## STATED GOAL 1:
Please condense the paragraph of the localization passage that begins "Localization problems are also classified" into a short list that keeps its main facts.

## EXTRACTED TEXT:
* * *
Localization problems are also classified according to whether the objects are static or moving. In the first case, the goal is to estimate the location of an object assuming that its position does not change over time, enabling the use of specific algorithms for such scenarios. The second case is usually more complicated to manage, since the state of the system may change over time, and it is often required to perform real-time tracking of the objects. Furthermore, such distinction is often crucial for the choice of the technologies to be used, with real-time tracking scenarios usually demanding a higher level of detail of the information to be acquired (Esposito, Mezzogori, Neroni, Rizzi & Romagnoli, et al., 2021).
One of the main components of a location system is the technology used to acquire information from the environment. There is a wide range of wireless technologies suitable for different circumstances: as mentioned, GPS is extensively used for outdoor use cases, but because of the limitations described earlier it is usually not a good fit if precise results are required. For indoor localization, other technologies such as Bluetooth, UWB, Wi-Fi and RFID are often used (Xu et al., 2018): in particular, although other technologies might provide higher precision in localization (Buffi et al., 2014), RFID is still a common choice since it allows to achieve sound results in terms of accuracy and effectiveness, at a reasonably low cost, as it often is deployed for other logistics or in-store purposes (Uckelmann & Romagnoli, 2016). This last factor is especially important where the number of items to be tracked is high, since passive RFID tags and data acquisition equipment (e.g., RFID readers) are extremely cheap compared to other available solutions. Another element to keep in consideration is that an increasing number of sectors (such as logistics, manufacturing and retail) are integrating RFID solutions in their workflow for automatic identification: it is then clear that location solutions based on such technology are highly desirable and would add valuable information to the already existing identification systems.
* * *
## Entries from an annotation dataset:
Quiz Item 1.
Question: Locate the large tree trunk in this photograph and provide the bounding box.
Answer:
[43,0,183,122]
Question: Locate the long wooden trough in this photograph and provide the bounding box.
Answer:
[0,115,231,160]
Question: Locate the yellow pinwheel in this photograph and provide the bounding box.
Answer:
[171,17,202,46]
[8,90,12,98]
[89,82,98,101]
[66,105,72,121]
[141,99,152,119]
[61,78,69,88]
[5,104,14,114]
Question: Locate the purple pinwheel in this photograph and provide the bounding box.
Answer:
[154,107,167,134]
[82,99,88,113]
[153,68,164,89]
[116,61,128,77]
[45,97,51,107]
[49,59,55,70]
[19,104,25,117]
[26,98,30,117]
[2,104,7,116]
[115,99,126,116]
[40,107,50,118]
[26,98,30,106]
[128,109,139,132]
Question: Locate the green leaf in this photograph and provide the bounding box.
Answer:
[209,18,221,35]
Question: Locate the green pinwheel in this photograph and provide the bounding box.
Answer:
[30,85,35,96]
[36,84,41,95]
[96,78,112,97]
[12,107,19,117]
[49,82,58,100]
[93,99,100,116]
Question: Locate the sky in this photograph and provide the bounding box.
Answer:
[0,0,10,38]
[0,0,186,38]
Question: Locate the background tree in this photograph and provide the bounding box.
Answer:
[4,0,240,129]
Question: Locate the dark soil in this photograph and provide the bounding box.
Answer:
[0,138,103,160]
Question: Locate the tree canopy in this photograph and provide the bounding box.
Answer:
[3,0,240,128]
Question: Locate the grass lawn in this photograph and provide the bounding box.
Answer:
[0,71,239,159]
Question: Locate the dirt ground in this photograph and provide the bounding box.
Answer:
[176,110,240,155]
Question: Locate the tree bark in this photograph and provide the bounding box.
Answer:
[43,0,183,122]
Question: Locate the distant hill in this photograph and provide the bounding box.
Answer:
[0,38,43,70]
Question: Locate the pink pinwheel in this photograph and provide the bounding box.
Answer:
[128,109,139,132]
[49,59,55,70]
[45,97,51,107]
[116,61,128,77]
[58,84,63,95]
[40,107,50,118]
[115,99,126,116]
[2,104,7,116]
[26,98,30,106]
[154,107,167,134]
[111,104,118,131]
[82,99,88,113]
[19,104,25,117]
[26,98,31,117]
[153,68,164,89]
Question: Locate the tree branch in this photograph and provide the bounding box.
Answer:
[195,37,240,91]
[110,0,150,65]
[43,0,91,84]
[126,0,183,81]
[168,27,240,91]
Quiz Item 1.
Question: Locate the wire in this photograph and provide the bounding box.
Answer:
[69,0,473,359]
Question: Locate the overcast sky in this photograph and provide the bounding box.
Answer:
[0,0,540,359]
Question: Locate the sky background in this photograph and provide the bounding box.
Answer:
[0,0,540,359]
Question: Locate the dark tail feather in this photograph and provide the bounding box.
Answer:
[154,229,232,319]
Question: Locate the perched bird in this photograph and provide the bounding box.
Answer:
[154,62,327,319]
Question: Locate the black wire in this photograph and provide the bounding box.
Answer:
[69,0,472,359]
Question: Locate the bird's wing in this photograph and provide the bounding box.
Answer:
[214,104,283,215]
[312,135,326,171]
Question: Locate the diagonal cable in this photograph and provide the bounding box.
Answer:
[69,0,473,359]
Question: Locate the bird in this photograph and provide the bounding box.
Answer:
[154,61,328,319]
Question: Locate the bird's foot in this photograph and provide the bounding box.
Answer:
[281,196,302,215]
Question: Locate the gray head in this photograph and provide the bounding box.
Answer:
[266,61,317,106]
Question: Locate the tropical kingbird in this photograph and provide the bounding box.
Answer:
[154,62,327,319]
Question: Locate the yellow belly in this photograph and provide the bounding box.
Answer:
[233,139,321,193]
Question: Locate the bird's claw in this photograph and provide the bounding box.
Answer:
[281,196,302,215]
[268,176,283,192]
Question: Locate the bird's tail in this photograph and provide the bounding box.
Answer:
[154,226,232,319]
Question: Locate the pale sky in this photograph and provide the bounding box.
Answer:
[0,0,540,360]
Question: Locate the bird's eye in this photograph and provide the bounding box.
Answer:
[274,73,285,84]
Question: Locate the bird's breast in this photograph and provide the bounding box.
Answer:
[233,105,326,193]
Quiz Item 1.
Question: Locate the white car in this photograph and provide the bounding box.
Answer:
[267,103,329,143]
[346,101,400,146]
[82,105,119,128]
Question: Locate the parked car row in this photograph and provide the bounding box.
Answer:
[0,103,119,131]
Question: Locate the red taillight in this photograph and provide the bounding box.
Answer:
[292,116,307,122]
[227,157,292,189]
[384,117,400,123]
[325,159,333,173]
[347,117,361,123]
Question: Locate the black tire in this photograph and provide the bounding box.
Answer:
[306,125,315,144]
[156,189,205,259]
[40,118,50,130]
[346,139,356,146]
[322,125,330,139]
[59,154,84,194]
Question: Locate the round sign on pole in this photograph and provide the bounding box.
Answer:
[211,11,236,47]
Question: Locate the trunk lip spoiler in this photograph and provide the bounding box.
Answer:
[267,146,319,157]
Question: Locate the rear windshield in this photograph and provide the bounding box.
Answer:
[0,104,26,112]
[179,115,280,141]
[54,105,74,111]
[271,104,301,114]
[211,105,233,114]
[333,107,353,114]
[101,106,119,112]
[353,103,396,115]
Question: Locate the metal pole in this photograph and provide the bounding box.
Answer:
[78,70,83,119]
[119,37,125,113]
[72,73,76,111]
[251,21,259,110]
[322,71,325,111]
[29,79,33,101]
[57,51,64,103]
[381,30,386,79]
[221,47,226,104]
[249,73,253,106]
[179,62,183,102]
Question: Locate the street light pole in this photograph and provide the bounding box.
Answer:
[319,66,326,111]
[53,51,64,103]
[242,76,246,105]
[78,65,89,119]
* * *
## STATED GOAL 2:
Render the record lines as a numbered list, from the line containing "Question: Locate the dirt" down to the line containing "[0,38,43,70]", including both, and leave out any blank lines.

## REPLY 1:
- Localization problems are classified by whether the objects are static or moving.
- For static objects, the goal is to estimate location on the assumption that position does not change over time, which allows algorithms specific to that scenario.
- Moving objects are usually harder to manage because the system's state may change over time, and real-time tracking is often required.
- The distinction is often crucial when choosing technologies, since real-time tracking usually demands more detailed information (Esposito, Mezzogori, Neroni, Rizzi & Romagnoli, et al., 2021).

## REPLY 2:
1. Question: Locate the dirt ground in this photograph and provide the bounding box.
2. Answer:
3. [176,110,240,155]
4. Question: Locate the tree bark in this photograph and provide the bounding box.
5. Answer:
6. [43,0,183,122]
7. Question: Locate the distant hill in this photograph and provide the bounding box.
8. Answer:
9. [0,38,43,70]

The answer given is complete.